- **ASSIGNED TASK**: Please copy every record below exactly, but leave the pictures out.

Saved entries
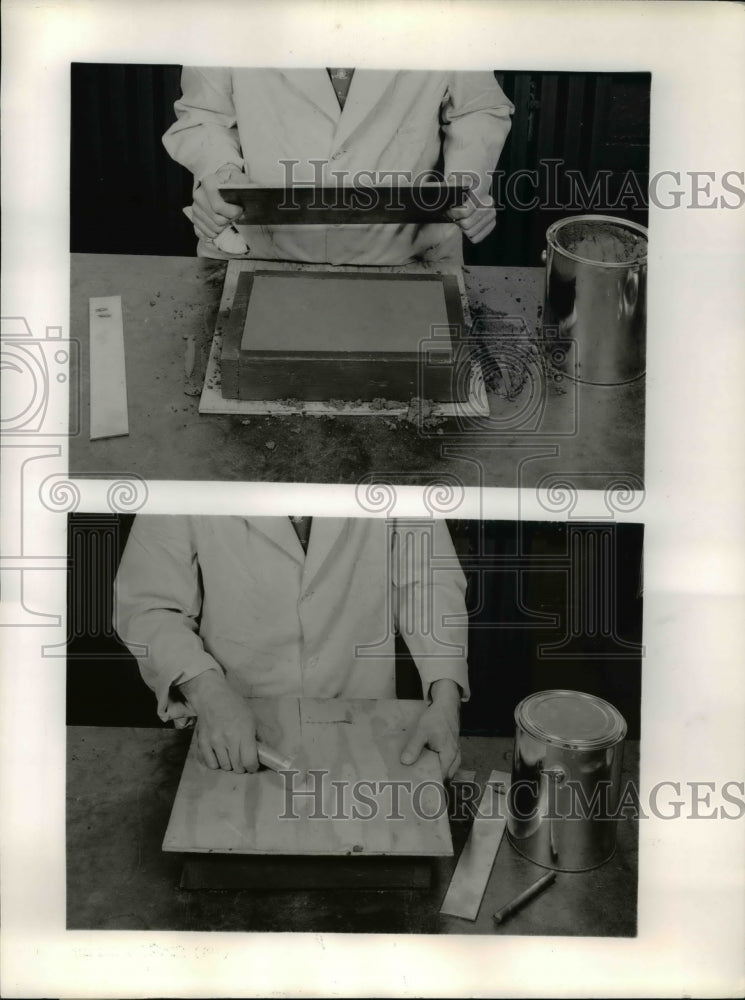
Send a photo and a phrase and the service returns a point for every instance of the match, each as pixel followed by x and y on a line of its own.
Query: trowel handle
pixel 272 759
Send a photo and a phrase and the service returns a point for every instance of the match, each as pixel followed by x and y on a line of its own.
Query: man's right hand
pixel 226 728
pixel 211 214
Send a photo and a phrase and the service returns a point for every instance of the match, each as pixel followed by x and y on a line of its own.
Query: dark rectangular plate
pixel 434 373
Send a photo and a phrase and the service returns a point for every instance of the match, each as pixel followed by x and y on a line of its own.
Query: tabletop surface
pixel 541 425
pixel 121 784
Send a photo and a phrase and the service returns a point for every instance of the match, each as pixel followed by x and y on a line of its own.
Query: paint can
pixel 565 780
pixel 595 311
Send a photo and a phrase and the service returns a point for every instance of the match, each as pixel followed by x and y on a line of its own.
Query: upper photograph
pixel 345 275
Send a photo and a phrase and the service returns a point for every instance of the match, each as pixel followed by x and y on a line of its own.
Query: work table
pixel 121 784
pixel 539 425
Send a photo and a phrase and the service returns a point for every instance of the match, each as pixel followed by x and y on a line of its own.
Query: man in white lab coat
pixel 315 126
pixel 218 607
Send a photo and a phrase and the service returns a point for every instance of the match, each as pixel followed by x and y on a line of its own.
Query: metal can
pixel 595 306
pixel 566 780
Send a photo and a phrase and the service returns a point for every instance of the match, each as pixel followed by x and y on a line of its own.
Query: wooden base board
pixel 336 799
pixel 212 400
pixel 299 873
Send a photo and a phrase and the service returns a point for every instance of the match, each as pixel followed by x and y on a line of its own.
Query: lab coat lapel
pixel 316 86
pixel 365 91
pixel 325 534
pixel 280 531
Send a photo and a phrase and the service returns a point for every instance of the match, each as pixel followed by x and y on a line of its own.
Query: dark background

- **EXERCISE OUTPUT**:
Send a photo and a phrase and the service returns a point for every instance of the match, each as pixel followed by x and y on a line of its own.
Query: trowel handle
pixel 272 759
Send a photo and a phrase and the service returns a point for every instance of the match, each as pixel followed by x and y on a line of its own.
Query: man's right hand
pixel 226 728
pixel 211 214
Send a photo and a phrase and the service returns a point for every instance of the match, each as pixel followed by x and y on a line of its own.
Query: dark rectangular plate
pixel 434 373
Send a photo and a phrase and the service returns a point for every instance of the match, each as pixel followed by x and y on a line of its own.
Query: tabletop surface
pixel 541 425
pixel 121 784
Send a photo and a phrase and the service returns a point for every instance of the match, each as pixel followed by x and y on a line of its own.
Query: paint can
pixel 565 780
pixel 595 311
Send a photo and a phrase and the service returns a point for every instance of the match, each as pixel followed by x and y on a line of its own.
Query: upper photograph
pixel 345 275
Send a photo and a phrase and the service returns a point for every instance of the match, each as pixel followed by x and y on a line of its own.
Query: work table
pixel 121 784
pixel 539 425
Send a photo and a phrase and the service returns a point for every instance of the match, each as pixel followed by x and y on a line of its own.
Query: man in white lab coat
pixel 315 126
pixel 218 607
Send a photo and a phrase and the service returns a point for every instance of the match, each as pixel followed by x and y on a line of its own.
Query: metal can
pixel 595 306
pixel 566 780
Send a photo and a phrase and the service returns a point for every instance of the match, each as pixel followed by x and y on a line of its own.
Query: wooden base board
pixel 336 799
pixel 212 400
pixel 299 873
Send a photo and a phrase and the service returns a point for every instance of the match, each as pixel followed by x and y on a line of its own.
Query: lab coat lapel
pixel 316 86
pixel 365 91
pixel 325 534
pixel 280 531
Send a photo and a phrase and the service returns a point for every instance of the match, each as pixel followed by x and y on a line of its own.
Query: dark background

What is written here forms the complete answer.